▶ Task requirements
1. Answer these questions about the forum discussion on engine oil burning:
(a) How much money would be invested in the breather box?
(b) What slogan sits at the top of every Technical Journal?
(c) What vehicle does the last poster own?
2. Output the part of the forum discussion on engine oil burning from "Skip any of" up to and including "it is required.", word for word.

▶ Passage provided
-=-=-=-=-
Skip any of these steps and do not pass Go. Go directly to jail (or at least to a loan officer).
It's hard to tell without all of the correspondence, but it sounds to me like they are pushing back because you have not definitively identified piston/rings as the failure. They are not going to buy you pistons and rings without assurances that it is required.

The next move is yours. If you don't make a move (i.e., don't invest in a breather box), then nobody moves, and you lose. If you invest that $500 and it fixes the car, you win. If you invest the $500 and it doesn't fix the car, there is still a chance you can win by getting good will.

I seems clear to me.
I have never asked for goodwill. I have a warranty that I am hoping will cover defective piston rings. I just wanted Volvo to admit that a breather box can't be the cause of burning ~6 qts of oil the past ~2,500 miles and go ahead and admit I need new rings. I just wanted someone to act like a real mechanic and not just follow a checklist like a level 1 help desk worker.

The ironic part is that at the top of every Technical Journal (Volvo's version of a service bulletin) is a slogan:

"Right first time in time"

I'm about to bet $500 that they won't live up to it. And if I'm right, I won't win anything.
1. Volvo is NOT going to admit it can't be the breather box because it CAN
2. Real mechanics are REQUIRED to follow certain checklists. This is a key component to quality control.

Example about the checklist thing... I can imagine a mechanic (or anyone, really) saying "NAH, It ain't the breather box" and then launching into $5000 of unnecessary repairs. Oops. Sorry that it didn't work Mr. Customer, but you authorized the work, so...
Interesting, I have a 2017 Ford Escape. It's a turbo and there are issues w/ the valves that they tend to get dirty, even using top tier gas. The going thought on there was that it needed to be driven hard every so often so that some of that got burned off Now I hear that this vehicle can needs to be driven hard enough sometimes. As someone who often drives easy to maximize MPG, makes me wonder if I should throw that out the window. And also if I should down shift and run it at high RPMs up the 2 or 3 mile stretch up the mountain (hill by some parts of the country's standards) once in awhile.
-=-=-=-=-
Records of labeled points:
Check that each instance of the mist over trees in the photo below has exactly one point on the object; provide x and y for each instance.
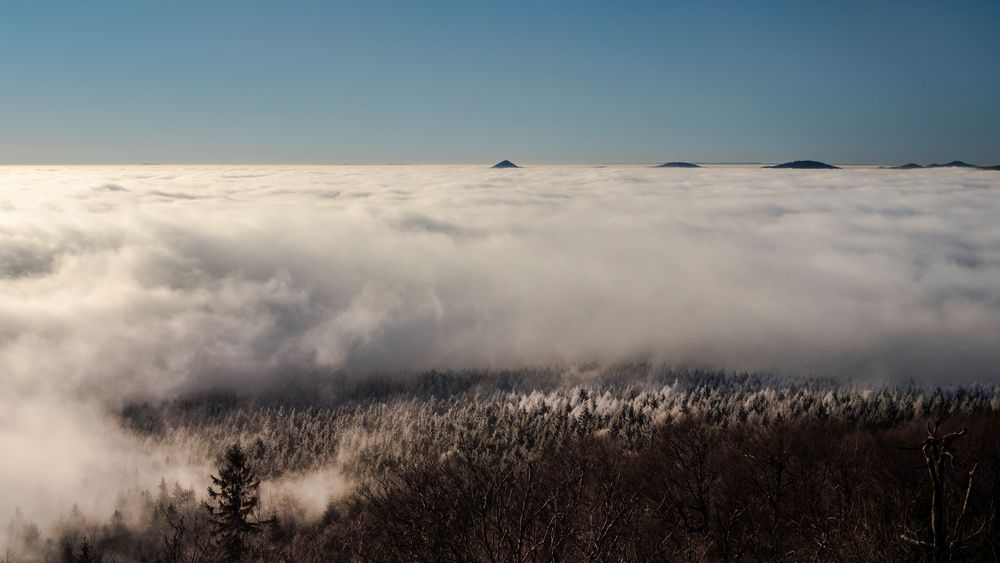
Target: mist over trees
(628, 463)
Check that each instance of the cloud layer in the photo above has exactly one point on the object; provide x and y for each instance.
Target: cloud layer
(146, 282)
(152, 280)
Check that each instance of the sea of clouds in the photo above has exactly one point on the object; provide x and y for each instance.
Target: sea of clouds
(151, 281)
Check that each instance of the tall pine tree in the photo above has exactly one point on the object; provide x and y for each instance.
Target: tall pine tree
(232, 500)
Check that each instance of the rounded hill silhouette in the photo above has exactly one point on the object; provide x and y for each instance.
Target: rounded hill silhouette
(805, 165)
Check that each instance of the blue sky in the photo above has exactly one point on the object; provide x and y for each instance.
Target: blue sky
(541, 81)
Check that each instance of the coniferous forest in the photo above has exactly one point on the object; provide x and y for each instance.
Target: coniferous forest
(624, 463)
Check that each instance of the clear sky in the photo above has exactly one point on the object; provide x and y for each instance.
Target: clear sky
(474, 81)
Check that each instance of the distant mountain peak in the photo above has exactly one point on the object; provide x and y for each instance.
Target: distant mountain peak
(806, 165)
(678, 165)
(952, 164)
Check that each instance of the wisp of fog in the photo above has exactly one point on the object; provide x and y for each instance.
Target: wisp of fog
(147, 282)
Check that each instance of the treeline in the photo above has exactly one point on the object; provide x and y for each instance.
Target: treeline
(713, 468)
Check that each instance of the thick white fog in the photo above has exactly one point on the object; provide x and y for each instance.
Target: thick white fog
(149, 281)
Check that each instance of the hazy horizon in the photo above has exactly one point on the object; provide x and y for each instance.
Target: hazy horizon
(315, 82)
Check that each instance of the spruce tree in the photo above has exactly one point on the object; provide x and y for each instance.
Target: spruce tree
(233, 499)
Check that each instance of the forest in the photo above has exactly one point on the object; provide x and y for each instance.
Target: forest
(622, 463)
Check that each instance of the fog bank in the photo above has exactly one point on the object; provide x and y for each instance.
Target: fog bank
(150, 281)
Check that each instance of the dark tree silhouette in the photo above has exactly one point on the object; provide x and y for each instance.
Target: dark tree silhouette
(232, 501)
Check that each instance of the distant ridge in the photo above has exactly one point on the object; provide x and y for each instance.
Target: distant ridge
(953, 164)
(678, 165)
(805, 165)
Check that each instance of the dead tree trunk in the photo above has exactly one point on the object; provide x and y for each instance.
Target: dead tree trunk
(937, 454)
-=-=-=-=-
▶ Responses to the exercise
1.
(a) $500
(b) "Right first time in time"
(c) A 2017 Ford Escape

2.
Skip any of these steps and do not pass Go. Go directly to jail (or at least to a loan officer).
It's hard to tell without all of the correspondence, but it sounds to me like they are pushing back because you have not definitively identified piston/rings as the failure. They are not going to buy you pistons and rings without assurances that it is required.